▶ [MATERIAL FOR THIS TASK]:

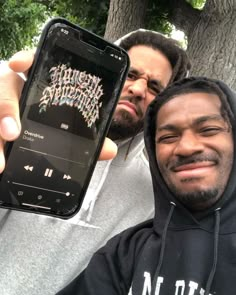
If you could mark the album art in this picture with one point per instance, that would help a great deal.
(71, 94)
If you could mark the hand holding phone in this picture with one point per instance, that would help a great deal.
(66, 108)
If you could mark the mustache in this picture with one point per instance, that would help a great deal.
(192, 159)
(135, 101)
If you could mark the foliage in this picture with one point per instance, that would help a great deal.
(90, 14)
(197, 3)
(20, 21)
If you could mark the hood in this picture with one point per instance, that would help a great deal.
(118, 41)
(181, 217)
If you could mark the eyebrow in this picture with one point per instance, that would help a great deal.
(154, 81)
(197, 121)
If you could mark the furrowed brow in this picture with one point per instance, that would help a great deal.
(215, 117)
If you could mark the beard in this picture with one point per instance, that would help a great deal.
(123, 125)
(197, 200)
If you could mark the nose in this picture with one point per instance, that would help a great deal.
(138, 88)
(188, 144)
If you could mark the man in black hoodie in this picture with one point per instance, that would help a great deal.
(190, 246)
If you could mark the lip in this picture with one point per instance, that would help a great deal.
(194, 170)
(128, 106)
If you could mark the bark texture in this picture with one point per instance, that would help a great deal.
(125, 16)
(211, 37)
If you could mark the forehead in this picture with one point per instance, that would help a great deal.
(185, 108)
(151, 62)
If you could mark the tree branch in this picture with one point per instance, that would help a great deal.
(220, 8)
(183, 15)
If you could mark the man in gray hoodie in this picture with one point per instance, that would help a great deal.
(40, 254)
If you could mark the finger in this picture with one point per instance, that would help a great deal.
(109, 150)
(2, 158)
(10, 88)
(22, 61)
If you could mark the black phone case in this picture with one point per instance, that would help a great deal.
(23, 103)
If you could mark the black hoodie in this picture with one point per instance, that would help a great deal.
(176, 253)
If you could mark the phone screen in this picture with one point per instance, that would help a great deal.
(67, 107)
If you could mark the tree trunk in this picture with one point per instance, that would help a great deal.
(124, 16)
(211, 38)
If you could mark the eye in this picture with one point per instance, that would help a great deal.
(167, 139)
(210, 131)
(132, 76)
(154, 87)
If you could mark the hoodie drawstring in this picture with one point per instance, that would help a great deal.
(163, 244)
(215, 254)
(215, 257)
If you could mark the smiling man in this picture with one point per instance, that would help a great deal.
(194, 148)
(189, 246)
(120, 193)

▶ [EXERCISE DETAILS]: Rewrite all of the records above as a numbered list, omitting blank lines and leaving out the pictures.

▶ [EXPECTED ANSWER]:
1. If you could mark the album art in this picture with one point per instance, that would help a great deal.
2. (71, 94)
3. If you could mark the hand holding phone in this picture with one point per instance, that would help a great deal.
4. (66, 108)
5. If you could mark the mustache in this picture with one point per instance, that would help a great deal.
6. (192, 159)
7. (135, 101)
8. If you could mark the foliage in this picture with one point per instance, that would help a great deal.
9. (90, 14)
10. (197, 3)
11. (20, 21)
12. If you could mark the hood in this picture with one point per instance, that would help a great deal.
13. (118, 41)
14. (181, 217)
15. If you could mark the eyebrow in this picture with one point per instance, that would help a great deal.
16. (154, 81)
17. (197, 121)
18. If you could mark the furrowed brow in this picture with one point per instance, that would help a great deal.
19. (215, 117)
20. If you could mark the beard in this picture with one point per instance, that would help a great deal.
21. (123, 125)
22. (197, 200)
23. If you could mark the nose in this picture with one point per instance, that would help a great deal.
24. (138, 88)
25. (188, 144)
26. If you could mark the man in black hoodie in this picture with one point per instance, that would help a great deal.
27. (190, 246)
28. If you could mark the lip in this picture with one point per instance, that would help a great deal.
29. (194, 170)
30. (128, 106)
31. If you could mark the bark texture in this picture with one point per instance, that would help a great deal.
32. (125, 16)
33. (211, 37)
34. If you could mark the forehead in this picture with one point per instance, that would help a great deal.
35. (185, 108)
36. (151, 62)
37. If you could mark the tree branch in this picture with one point per instance, that would help a great deal.
38. (220, 8)
39. (183, 15)
40. If you could mark the man in gray hoodie in this picture with one point per instance, that would help a great deal.
41. (40, 254)
42. If you could mark the finger in this picture with one point per instance, that would help a great deal.
43. (109, 150)
44. (2, 158)
45. (10, 88)
46. (22, 61)
47. If you could mark the black phone case in this picture with one point per instance, that would help a great deal.
48. (23, 103)
49. If you could mark the black hoodie in this picture with one point per instance, that would help a great deal.
50. (176, 253)
51. If you could mark the phone screen in this picture with one point per instance, that would help a great deal.
52. (67, 107)
53. If you could mark the tree trunk in this picture with one point per instance, that would help a great deal.
54. (124, 16)
55. (211, 38)
56. If you could mark the eye in this picture with one point per instance, that would help a great deal.
57. (167, 139)
58. (210, 131)
59. (132, 76)
60. (154, 87)
61. If you could mark the hoodie drawstring in this picture with one point per instance, that would help a great deal.
62. (163, 244)
63. (215, 254)
64. (215, 257)
65. If you could mark the smiling man in this picture with one point per instance, that would help a great deal.
66. (194, 148)
67. (189, 246)
68. (120, 193)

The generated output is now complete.